Rewrite the items below with "Target" swapped for "Label" throughout, leaving everything else unchanged.

The records:
____________________
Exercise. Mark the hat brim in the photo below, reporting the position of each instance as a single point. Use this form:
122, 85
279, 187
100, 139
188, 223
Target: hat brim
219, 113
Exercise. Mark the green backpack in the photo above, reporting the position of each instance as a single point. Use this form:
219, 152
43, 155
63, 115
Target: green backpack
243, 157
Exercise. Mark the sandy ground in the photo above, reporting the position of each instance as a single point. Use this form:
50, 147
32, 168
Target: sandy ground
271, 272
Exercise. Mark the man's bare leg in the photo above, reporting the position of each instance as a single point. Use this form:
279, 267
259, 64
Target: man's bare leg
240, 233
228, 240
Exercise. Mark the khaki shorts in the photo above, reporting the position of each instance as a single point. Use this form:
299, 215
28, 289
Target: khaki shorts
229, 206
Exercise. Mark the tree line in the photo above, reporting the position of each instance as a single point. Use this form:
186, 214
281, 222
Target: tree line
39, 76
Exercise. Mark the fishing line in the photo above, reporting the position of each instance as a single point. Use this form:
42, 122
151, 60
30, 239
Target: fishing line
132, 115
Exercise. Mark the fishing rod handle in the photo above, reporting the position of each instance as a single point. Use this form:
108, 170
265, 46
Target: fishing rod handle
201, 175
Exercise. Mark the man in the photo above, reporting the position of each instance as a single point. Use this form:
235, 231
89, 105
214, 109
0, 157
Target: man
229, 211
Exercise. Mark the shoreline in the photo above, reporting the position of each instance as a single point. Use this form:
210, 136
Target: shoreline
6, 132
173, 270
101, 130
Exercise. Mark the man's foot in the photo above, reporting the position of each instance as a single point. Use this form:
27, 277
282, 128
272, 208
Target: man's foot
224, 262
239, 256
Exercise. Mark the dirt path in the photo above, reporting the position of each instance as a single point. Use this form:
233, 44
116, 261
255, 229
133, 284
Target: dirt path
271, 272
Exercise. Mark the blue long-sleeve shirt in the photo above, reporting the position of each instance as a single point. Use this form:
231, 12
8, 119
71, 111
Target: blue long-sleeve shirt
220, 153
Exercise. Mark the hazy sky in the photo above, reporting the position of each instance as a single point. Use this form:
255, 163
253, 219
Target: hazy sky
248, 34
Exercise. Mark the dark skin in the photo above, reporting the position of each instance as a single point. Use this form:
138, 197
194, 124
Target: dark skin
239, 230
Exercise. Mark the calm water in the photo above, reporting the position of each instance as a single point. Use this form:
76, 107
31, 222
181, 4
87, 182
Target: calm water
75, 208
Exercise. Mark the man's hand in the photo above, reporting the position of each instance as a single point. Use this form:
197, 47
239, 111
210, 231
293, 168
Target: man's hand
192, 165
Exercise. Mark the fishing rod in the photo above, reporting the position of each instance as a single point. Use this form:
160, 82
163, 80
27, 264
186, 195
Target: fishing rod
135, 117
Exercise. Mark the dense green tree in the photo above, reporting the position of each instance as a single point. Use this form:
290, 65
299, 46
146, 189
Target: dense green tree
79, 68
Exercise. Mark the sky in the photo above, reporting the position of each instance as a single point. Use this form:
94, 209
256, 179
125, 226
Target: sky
____________________
Answer to the problem:
Exercise. Mark the hat brim in the photo below, reporting the position of each instance as a single point. Use this form:
122, 85
279, 187
100, 139
188, 223
Label: hat brim
219, 113
Exercise. Mark the green backpack in the photo above, reporting the position of each instance as a single point. Use this form:
219, 152
43, 155
63, 115
Label: green backpack
243, 157
Exercise. Mark the sandy ground in the photo above, reporting the position of each instance as a single point. Use this form:
50, 147
32, 168
Label: sandy ground
271, 272
Exercise. Mark the man's bare leg in the photo above, reporting the position of each instance as a single point. Use this form:
279, 267
259, 64
Label: man's bare leg
240, 233
228, 240
Exercise. Mark the khaki shorts in the photo above, reporting the position of each instance as a single point. Use this form:
299, 215
28, 289
Label: khaki shorts
229, 206
Exercise. Mark the tree line in the photo above, reporting the position of each instance as a single point. Use this form:
186, 214
281, 222
Label: tree line
39, 76
Exercise. Mark the fishing line in the photo above, reporting the position of each instance as a single point. Use this form:
42, 122
151, 60
30, 239
Label: fishing line
132, 115
Exercise. Mark the fishing rod handle in the photo above, reporting the position of each instance as a single point. Use this form:
108, 170
265, 46
Label: fishing rod handle
201, 175
Exercise. Mark the man in the photo above, reporting the position of each instance as a single point. Use this form:
235, 231
89, 105
214, 109
0, 157
Label: man
229, 211
Exercise. Mark the shoreline in the photo above, reporting the position of each instance as a single point. Use this form:
210, 136
Label: shoreline
6, 132
173, 270
101, 130
Exercise. Mark the man's foot in the photo above, reporting the position of each instance as a single point. Use this form:
27, 277
282, 128
272, 208
Label: man's foot
224, 262
239, 256
Exercise. Mark the dirt path in the photo above, reporting the position of each instance as a single point. Use this form:
233, 44
116, 261
255, 229
133, 284
Label: dirt path
271, 272
Exercise. Mark the blue long-sleeve shirt in the photo above, reporting the position of each instance as a single point. Use this form:
231, 12
8, 119
71, 111
Label: blue long-sleeve shirt
220, 153
Exercise. Mark the hazy sky in the photo above, reporting the position of each instance as a single point. Use this form:
255, 163
253, 219
Label: hazy sky
248, 34
Exercise. Mark the dark skin in the photo above, reporting the position of each instance as a single point. Use this form:
138, 197
194, 124
Label: dark skin
239, 230
Exercise. Mark the calm water in the photo above, reporting the position of each instance as a single point. Use this form:
76, 107
31, 222
181, 4
87, 182
Label: calm water
75, 208
Exercise. Mark the man's hand in the photo above, reporting the position of each instance as a single point. Use this form:
197, 47
239, 111
210, 231
293, 168
Label: man's hand
192, 165
Exercise. Mark the fishing rod in the photo above, reporting the position of each instance as a single point. Use this form:
160, 82
163, 80
27, 264
186, 195
Label: fishing rod
135, 117
Exercise. Mark the dense green tree in the photo above, reporting the position of each instance as a single point. Use this form:
290, 65
299, 46
146, 189
Label: dense green tree
79, 68
Exercise. Mark the sky in the photo above, reporting the position of each instance as a single point. Use this form:
94, 209
256, 179
125, 226
Label: sky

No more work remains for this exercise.